What you will do: Give all of the lines again, with nothing added or dropped.

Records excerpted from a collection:
▬▬▬▬▬▬
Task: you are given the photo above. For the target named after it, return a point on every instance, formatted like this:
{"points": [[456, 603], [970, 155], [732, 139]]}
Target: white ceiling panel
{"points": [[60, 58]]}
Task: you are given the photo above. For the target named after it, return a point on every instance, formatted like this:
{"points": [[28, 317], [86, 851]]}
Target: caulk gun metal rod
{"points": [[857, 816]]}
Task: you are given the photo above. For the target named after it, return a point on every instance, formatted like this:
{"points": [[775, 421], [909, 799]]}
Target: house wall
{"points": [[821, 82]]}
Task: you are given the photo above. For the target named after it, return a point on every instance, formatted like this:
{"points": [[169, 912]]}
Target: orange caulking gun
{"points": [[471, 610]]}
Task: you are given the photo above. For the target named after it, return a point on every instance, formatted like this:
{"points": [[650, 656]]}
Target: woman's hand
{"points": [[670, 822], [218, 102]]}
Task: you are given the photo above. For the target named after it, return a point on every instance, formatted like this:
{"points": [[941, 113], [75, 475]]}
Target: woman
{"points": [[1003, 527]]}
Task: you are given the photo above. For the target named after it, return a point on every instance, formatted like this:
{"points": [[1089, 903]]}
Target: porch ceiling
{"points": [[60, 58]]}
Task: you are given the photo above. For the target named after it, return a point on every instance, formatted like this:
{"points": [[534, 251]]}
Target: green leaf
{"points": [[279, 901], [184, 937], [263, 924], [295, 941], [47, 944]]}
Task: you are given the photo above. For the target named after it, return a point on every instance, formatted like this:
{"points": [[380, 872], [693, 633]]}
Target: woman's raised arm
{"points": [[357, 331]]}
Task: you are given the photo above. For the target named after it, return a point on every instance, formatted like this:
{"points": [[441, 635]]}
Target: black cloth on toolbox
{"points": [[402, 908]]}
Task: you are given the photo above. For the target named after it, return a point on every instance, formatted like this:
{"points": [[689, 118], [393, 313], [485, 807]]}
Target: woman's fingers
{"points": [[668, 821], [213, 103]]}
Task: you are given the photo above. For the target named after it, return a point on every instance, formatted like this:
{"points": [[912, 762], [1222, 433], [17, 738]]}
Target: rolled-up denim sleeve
▬▬▬▬▬▬
Right answer:
Task: you are given the photo above. For the target named after it, return a point on every instance, formatted like this:
{"points": [[456, 603], [970, 155], [732, 139]]}
Target: white ceiling panel
{"points": [[60, 58]]}
Task: you are given the photo above. For the target named after it, return a point on every instance, formatted like this:
{"points": [[28, 317], [86, 851]]}
Target: caulk gun metal rod
{"points": [[857, 816]]}
Task: you are given the photo above. For the target named after it, return a point on every instance, formatted like this:
{"points": [[775, 421], [909, 799]]}
Target: house wall
{"points": [[821, 82]]}
Task: you are given the photo above. For the target named after it, return a point on every instance, formatted like this:
{"points": [[169, 912]]}
Target: orange caulking gun
{"points": [[471, 610]]}
Task: you are given the photo above. For the target named after it, return a point on every instance, formatted like this:
{"points": [[650, 656]]}
Target: woman's hand
{"points": [[670, 822], [218, 102]]}
Task: you are given the photo above. For the target named after it, return a point on every instance, formatted like this:
{"points": [[941, 113], [75, 475]]}
Target: woman
{"points": [[1003, 527]]}
Task: you are given the photo above. For the target named after it, return a point on every instance, formatted like this:
{"points": [[1089, 903]]}
Target: porch ceiling
{"points": [[60, 58]]}
Task: you are given the photo above. For the target named after it, return a point on every instance, formatted like this:
{"points": [[534, 251]]}
Target: green leaf
{"points": [[279, 901], [184, 937], [263, 924], [295, 941], [47, 944]]}
Task: you are given the photo above. For the target named after it, return a point on every instance, formatted like this:
{"points": [[380, 872], [693, 633]]}
Target: woman's raised arm
{"points": [[357, 331]]}
Task: you are given the photo above. For the target named after it, return a point on every instance, formatted like this:
{"points": [[441, 635]]}
Target: black cloth on toolbox
{"points": [[402, 908]]}
Task: you are given the photo above. For the target named after it, return a point on every instance, formatted like this:
{"points": [[689, 118], [393, 313], [485, 807]]}
Target: woman's fingers
{"points": [[668, 821], [213, 103]]}
Task: you are given the photo above. For the target named after it, return a point on every instance, formatted like this:
{"points": [[912, 762], [1222, 433], [17, 738]]}
Target: rolled-up denim sleeve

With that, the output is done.